## Stated problem
Copy out the lines from the very first one through the line with "point(334, 244)", adding 103 to each x and y coordinate in the answer points and leaving everything else unchanged.

* BEGIN Records for the task *

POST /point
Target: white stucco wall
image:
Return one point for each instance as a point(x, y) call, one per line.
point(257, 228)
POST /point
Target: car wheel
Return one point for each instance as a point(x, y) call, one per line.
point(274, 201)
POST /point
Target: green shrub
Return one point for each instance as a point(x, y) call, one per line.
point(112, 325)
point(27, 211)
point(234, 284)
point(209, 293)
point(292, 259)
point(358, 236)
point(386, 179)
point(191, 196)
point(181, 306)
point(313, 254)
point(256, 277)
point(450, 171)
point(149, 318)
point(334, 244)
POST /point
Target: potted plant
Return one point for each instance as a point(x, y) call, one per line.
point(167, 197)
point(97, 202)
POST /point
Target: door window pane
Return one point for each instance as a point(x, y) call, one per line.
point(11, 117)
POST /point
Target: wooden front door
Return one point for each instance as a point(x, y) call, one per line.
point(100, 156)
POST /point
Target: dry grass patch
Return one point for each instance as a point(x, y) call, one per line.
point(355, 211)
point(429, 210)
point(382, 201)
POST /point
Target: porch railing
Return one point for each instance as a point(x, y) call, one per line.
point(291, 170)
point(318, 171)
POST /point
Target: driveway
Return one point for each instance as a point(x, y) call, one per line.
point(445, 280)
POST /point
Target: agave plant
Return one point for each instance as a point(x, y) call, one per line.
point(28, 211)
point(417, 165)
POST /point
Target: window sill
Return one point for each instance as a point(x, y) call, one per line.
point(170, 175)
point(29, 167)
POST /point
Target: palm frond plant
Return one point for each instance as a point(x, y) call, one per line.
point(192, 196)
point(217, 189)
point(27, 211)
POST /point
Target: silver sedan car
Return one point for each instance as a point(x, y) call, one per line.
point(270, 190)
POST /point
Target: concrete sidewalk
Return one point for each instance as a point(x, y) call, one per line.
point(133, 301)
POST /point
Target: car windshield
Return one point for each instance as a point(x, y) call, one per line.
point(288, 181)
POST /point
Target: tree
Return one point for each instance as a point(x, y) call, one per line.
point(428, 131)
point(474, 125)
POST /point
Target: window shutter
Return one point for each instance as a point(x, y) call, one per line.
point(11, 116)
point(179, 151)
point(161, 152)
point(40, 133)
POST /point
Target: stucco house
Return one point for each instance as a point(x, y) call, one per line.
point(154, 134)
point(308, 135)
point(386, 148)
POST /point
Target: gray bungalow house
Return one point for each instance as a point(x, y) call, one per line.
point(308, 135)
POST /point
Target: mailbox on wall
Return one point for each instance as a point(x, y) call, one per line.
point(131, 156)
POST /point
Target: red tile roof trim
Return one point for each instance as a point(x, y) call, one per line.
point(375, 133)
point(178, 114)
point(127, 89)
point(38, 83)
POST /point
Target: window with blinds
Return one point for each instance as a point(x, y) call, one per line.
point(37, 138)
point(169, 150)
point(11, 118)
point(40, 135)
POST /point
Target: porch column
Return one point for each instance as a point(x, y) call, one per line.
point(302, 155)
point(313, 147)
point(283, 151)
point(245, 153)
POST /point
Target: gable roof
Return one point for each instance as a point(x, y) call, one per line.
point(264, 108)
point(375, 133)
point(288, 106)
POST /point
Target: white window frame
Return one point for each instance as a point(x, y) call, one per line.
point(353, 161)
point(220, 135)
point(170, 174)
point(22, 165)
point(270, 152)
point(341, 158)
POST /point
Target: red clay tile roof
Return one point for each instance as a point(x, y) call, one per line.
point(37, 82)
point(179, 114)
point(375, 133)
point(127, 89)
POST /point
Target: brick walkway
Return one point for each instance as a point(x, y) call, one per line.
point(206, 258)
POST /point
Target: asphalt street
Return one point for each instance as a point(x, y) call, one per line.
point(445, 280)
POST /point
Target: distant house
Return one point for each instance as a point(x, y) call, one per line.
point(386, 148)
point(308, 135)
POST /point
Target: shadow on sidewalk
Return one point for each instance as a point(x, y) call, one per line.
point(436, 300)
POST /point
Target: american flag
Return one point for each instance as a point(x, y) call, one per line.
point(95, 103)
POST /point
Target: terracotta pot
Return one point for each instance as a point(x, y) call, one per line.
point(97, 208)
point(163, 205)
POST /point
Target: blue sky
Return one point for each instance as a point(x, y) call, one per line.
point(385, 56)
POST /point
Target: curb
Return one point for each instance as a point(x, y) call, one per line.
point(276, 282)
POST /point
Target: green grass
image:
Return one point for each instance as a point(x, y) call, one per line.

* END Records for the task *

## Final answer
POST /point
Target: white stucco wall
image:
Return one point for each instance as a point(x, y) call, one per line.
point(360, 331)
POST /point
Target: car wheel
Return one point for each instance as a point(x, y) call, one per line.
point(377, 304)
POST /point
Target: green shrub
Return one point for each instance as a point(x, y) call, one per line.
point(215, 428)
point(130, 314)
point(337, 387)
point(312, 396)
point(395, 362)
point(461, 339)
point(489, 282)
point(294, 299)
point(284, 409)
point(416, 357)
point(359, 380)
point(553, 274)
point(252, 421)
point(437, 347)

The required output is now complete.